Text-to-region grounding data
┄┄┄┄┄┄┄┄┄┄┄┄┄┄┄┄┄┄┄┄

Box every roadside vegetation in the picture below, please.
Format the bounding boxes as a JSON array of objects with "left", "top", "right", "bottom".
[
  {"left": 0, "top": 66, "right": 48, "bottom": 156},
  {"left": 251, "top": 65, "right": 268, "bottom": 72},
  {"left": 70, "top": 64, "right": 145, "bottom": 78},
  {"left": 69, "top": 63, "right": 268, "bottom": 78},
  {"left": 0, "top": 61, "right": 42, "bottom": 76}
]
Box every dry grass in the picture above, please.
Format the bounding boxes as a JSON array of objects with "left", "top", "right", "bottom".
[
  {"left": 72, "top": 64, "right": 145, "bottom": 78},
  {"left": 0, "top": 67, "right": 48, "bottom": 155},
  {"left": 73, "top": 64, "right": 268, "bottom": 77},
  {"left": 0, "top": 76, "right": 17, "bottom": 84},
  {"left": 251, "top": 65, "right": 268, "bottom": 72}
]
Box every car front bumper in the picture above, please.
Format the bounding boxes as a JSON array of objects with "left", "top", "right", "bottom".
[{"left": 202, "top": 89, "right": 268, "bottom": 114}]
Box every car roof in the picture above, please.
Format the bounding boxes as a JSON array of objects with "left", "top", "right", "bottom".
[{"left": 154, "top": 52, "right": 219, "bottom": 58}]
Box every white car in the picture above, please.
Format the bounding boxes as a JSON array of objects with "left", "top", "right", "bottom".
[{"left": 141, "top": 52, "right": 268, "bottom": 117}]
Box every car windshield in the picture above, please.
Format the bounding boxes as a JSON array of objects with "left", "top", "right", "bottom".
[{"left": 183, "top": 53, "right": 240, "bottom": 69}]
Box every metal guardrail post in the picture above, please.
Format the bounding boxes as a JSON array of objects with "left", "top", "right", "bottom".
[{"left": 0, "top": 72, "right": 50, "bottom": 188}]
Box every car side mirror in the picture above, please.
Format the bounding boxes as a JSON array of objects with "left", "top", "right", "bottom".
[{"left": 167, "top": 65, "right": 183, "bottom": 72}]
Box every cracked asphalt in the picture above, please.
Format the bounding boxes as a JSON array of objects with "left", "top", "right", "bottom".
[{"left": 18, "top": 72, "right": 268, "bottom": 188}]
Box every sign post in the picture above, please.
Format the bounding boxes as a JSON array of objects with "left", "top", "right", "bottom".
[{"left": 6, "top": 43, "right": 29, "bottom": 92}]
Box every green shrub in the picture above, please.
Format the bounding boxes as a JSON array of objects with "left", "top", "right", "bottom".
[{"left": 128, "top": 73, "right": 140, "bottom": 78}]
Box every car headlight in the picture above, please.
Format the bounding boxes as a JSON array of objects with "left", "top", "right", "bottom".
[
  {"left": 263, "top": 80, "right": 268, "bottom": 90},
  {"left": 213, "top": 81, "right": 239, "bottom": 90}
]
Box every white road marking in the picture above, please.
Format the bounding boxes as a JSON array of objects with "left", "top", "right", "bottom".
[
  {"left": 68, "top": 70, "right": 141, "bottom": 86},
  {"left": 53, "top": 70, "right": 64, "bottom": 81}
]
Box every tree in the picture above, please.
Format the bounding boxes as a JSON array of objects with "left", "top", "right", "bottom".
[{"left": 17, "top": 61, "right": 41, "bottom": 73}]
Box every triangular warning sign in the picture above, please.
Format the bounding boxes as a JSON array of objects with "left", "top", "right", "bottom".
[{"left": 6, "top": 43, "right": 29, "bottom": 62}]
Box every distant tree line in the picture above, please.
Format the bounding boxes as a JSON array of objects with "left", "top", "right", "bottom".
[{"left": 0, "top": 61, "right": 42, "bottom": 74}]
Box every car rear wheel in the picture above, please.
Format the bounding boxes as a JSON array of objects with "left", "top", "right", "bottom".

┄┄┄┄┄┄┄┄┄┄┄┄┄┄┄┄┄┄┄┄

• _What to do_
Look over the entries for "post", then copy every line that includes that string.

• _Result_
Box every metal guardrail post in the picture above, please.
Box every sign post in the picture above, please.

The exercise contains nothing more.